## Given instruction A
According to the noise cancelling guide, in which aircraft was PD Wheeler's design first used experimentally?
## Given instruction B
Rewrite the noise cancelling guide between "THE COMPLETE GUIDE" and "buying a pair?", inclusive, substituting "music" for "tunes".
## Given instruction C
Name every person mentioned in the noise cancelling guide.

## Passage to read
:::::

THE COMPLETE GUIDE TO NOISE CANCELLING HEADPHONES
Active noise cancelling enables you to block out the world and melt into your tunes. It feels like magic, but how does it really work? And what should you look for when buying a pair?
They’re getting more affordable than ever, so here’s everything you need to know about ANC headphones, including which ones to buy
Science is no stranger to noise cancelling. Dr Paul Lueg submitted his first patent for wavecancelling technology way back in 1933, designing a system that could be used to reduce vibrations in loudspeakers; the theory was sound, but the technology of the time did not allow for the equipment to be made. In the ’50s and ’60s, Dr Laurence Fogel continued similar research and issued patents for the first viable devices, designed to cancel the potentially harmful frequencies of helicopter cockpits. This time the tech was transferred from speakers to ear directly, using earphones to reduce the risk of more damaging audio feedback.
Fogel, though considered the inventor of active noise cancellation, was not alone. Around the same time the US Air Force was working on a project to protect air crews’ hearing, culminating with the design and testing of an active noise cancelling project of its own. PD Wheeler’s design was the first to escape the lab, seeing its first experimental use in the then-new (and extremely loud) Hercules transporter. The tech focused on attenuating low frequencies, since the enclosed nature of a flight helmet already deflected a majority of high-pitched sounds. And it worked, slashing 18dB of noise from its intended range.
FLIGHT OF FANCY
These are the seeds, but we need to move further along the timeline to really see ANC come of age. The story goes that Amar Bose, irritated by the inadequate headphones he was offered on a 1978 international flight, decided he could do better. Pulling out a pen and paper, he sketched out his own noise cancelling design right there. Bose, an inventor known for flashes of inspiration (“These innovations are not the result of rational thought; it’s an intuitive idea,” he told Popular Science in 2004) had already popularised active equalisation in the company’s directional speakers. Bose’s ANC design – more practical, affordable and effective than previous attempts – soon made itself comfortable in cockpits the world over. The tech accompanied Dick Rutan and Jeana Yeager on the first round-the-world flight in 1986. Still, technology took its time to catch up; it was not until the early 2000s, over 20 years after that hasty in-flight sketch, that Bose brought ANC to the consumer.

:::::

## Data section

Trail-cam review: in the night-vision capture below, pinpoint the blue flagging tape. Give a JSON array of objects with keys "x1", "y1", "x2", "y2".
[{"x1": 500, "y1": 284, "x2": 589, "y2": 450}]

:::::

## Full solution A
The Hercules transporter

## Full solution B
THE COMPLETE GUIDE TO NOISE CANCELLING HEADPHONES
Active noise cancelling enables you to block out the world and melt into your music. It feels like magic, but how does it really work? And what should you look for when buying a pair?

## Full solution C
Paul Lueg, Laurence Fogel, PD Wheeler, Amar Bose, Dick Rutan, Jeana Yeager